At the very beginning of last year, I decided to track my reading habits and share the best stuff here, on Baeldung. Haven't missed a review since.

Here we go…

1. Spring and Java

>> Java 9 Additions To Optional []

Some interesting stuff is definitely coming to Optional in the JDK.

>> 5 Common Hibernate Exceptions and How to Fix Them []

I like to go through these exception focused articles – they usually have new insights I can glean for when I do get the exception.

>> Managing Secrets with Vault []

Storing secret configuration data is almost always an important thing to get right in the overall architecture of a system.

It's also one of the most common question I get from readers when it comes to project configuration. So this writeup is an interesting solution to that question. Not the only solution, but certainly an interesting one.

>> Turn Around. Don’t Use JPA’s loadgraph and fetchgraph Hints. Use SQL Instead. []

A different perspective on picking the persistence solution of your next greenfield project, talking about preferring plain SQL over something higher level such as JPA.

>> 14 High-Performance Java Persistence Tips []

Some low-hanging fruit (and not so low-hanging) to improve the performance of a Hibernate implementation.

>> “Micro Profile in Enterprise Java” Announced ! [] and >> The Enterprise Java Future Is Bright: Java EE 8 MicroProfile Launched []

Big announcements in the Java EE world (seems like every week now).

>> Close Encounters of The Java Memory Model Kind []

A fantastic deep-dive into the JMM (still reading through it now). Definitely one to bookmark.

Required task 1
Output the passage of the Java reading review that begins at the words "Some interesting stuff" and stops after "of a system.".
The text and the rows were taken from separate sources.

Data provided
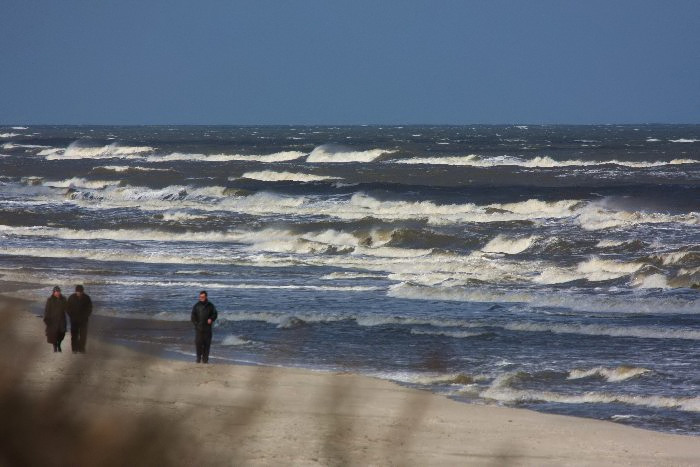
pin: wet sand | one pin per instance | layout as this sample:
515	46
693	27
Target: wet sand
249	415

Required task 2
Rewrite every one of the rows with "wet sand" swapped for "damp sand", keeping all else identical, and leave the pictures out.

Task solution 1
Some interesting stuff is definitely coming to Optional in the JDK.

>> 5 Common Hibernate Exceptions and How to Fix Them []

I like to go through these exception focused articles – they usually have new insights I can glean for when I do get the exception.

>> Managing Secrets with Vault []

Storing secret configuration data is almost always an important thing to get right in the overall architecture of a system.

Task solution 2
pin: damp sand | one pin per instance | layout as this sample:
515	46
693	27
Target: damp sand
249	415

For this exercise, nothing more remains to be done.